_Passage given_:
***
Simultaneously, the Petitioner lodged a complaint before the Joint Commissioner of Police (South), Delhi against the Respondent on 10.04.2017, alleging forgery and fabrication of documents by the Respondent.

In the meanwhile, the Respondent issued a notice for invocation of Arbitration on 14.03.2017 pursuant to the Arbitration Clause envisaged in the Agreement. On 12.10.2017, the Arbitrator was appointed and the proceedings commenced. On 06.01.2018, the Respondent expired and was represented by his legal heirs.

The main issue before the Arbitral Tribunal was regarding the validity of the Agreement, as the Petitioner alleged that the Agreement was forged and fabricated. The Arbitral Tribunal passed an Award in favour of the Respondent. The Petitioner aggrieved by the award, challenged the Arbitral Award before the Delhi High Court (“hereinafter referred to as “High Court”).

ISSUES BEFORE THE HIGH COURT

  1. Whether the Arbitral Tribunal had the jurisdiction to adjudicate the dispute?
  2. Whether the dispute is arbitrable on the ground that the Arbitration Agreement contained in the Agreement to Sell allegedly bears forged signatures of the Petitioner?
  3. Whether the Arbitral Tribunal erred in directing specific performance of the Agreement to Sell, despite the findings of the Tribunal that the Agreement to Sell contained clauses which are untrue?
***
_Source material_:
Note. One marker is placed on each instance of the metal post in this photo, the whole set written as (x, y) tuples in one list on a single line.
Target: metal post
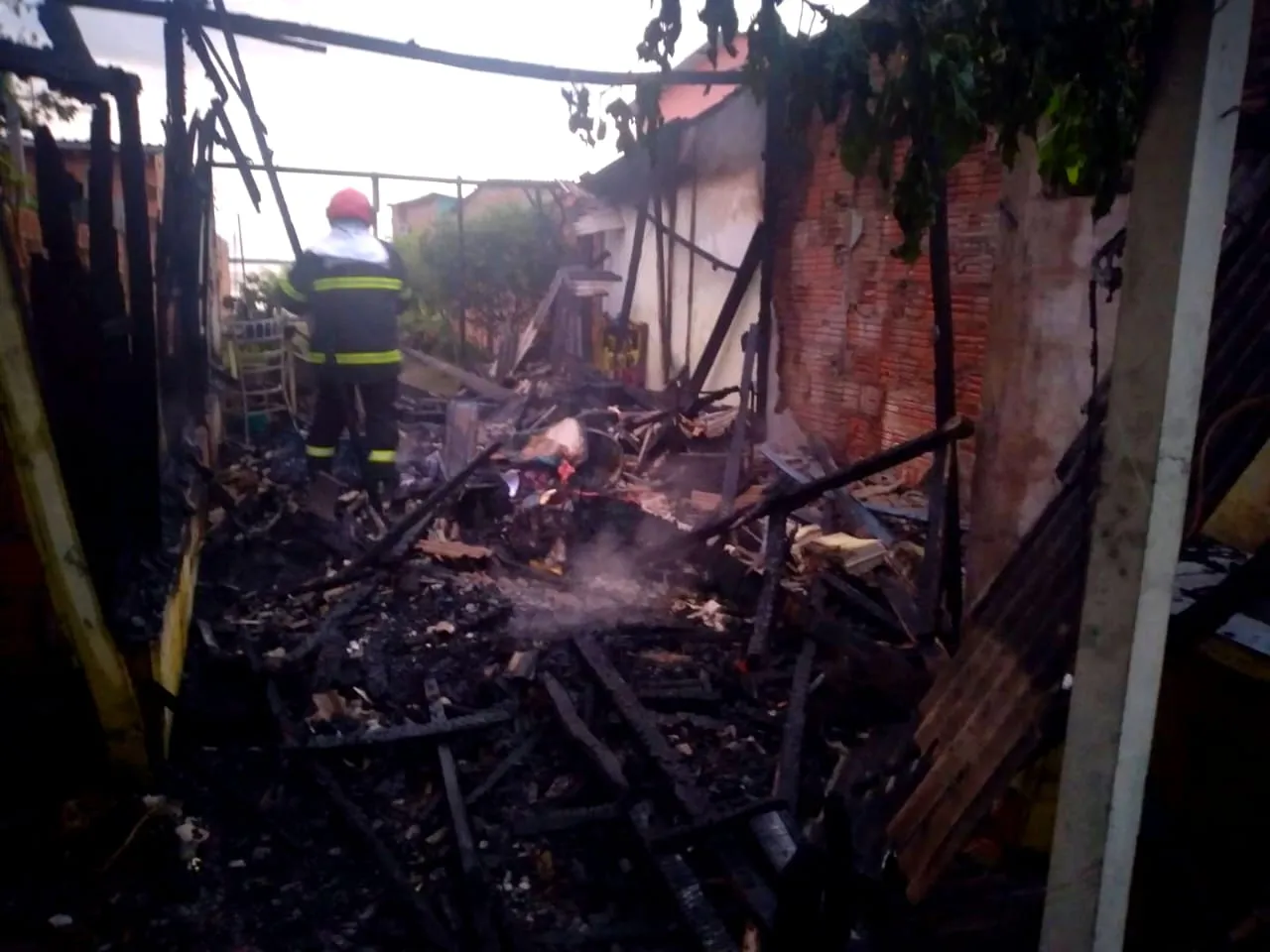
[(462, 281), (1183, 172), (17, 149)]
***
_Problems_:
1. Repeat the arbitration case summary from "Simultaneously, the Petitioner" to "his legal heirs.".
2. List every date that appears in the arbitration case summary.
3. Write the next part of the arbitration case summary, picking up after its final sentence.

_Responses per task_:
1.
Simultaneously, the Petitioner lodged a complaint before the Joint Commissioner of Police (South), Delhi against the Respondent on 10.04.2017, alleging forgery and fabrication of documents by the Respondent.

In the meanwhile, the Respondent issued a notice for invocation of Arbitration on 14.03.2017 pursuant to the Arbitration Clause envisaged in the Agreement. On 12.10.2017, the Arbitrator was appointed and the proceedings commenced. On 06.01.2018, the Respondent expired and was represented by his legal heirs.

2.
10.04.2017
14.03.2017
12.10.2017
06.01.2018

3.
CONTENTIONS OF THE PARTIES

The Petitioner admitted the receipt of Rs. 11 Crores, but stated the amount was not received as a consideration for the Agreement to Sell, but as a loan, and the fund was utilized to extend the loan to the Representative at an interest rate of 6% per annum.

The Petitioner contended that the Arbitral Tribunal had no jurisdiction to conclude the dispute as a serious question of fraud and forgery was involved, and hence, the matter was non-arbitrable. Moreover, the Petitioner submitted that the FIR against the Respondent’s alleged fraud and forgery was filed, and a chargesheet regarding the same was also prepared.

The Petitioner pleaded the High Court to relook into the matters decided by the Arbitral Tribunal, as the Award passed by the Arbitral Tribunal is patently illegal.

The Petitioner argued that the Agreement to Sell was antedated, and in the Respondent’s complaint filed before the Economic Offences Wing and in his Legal Notice issued to the Petitioner, there was no mention of any person witnessing the execution of the Agreement to Sell.

The Petitioner submitted that according to the terms of the Agreement to Sell, the Petitioner had to execute the Conveyance Deed within a period of one year and to get the property converted into ‘freehold’. The Respondent did not send any communications or reminders to the Petitioner for the same till almost three years of the execution of the Agreement to Sell.

Furthermore, as the value of the property was evaluated to be Rs. 55 Crores, the Petitioner contended that it would be erroneous to think that the Petitioner would agree to sell the same for a consideration of Rs. 11 Crores.

Finally, the Petitioner stated that there were regular financial dealings between the parties and the amount of Rs. 11 Crores thus received by the Petitioner was pertaining to transactions involving the advancement of loans, and there existed no reason for the Arbitral Tribunal to discredit the same.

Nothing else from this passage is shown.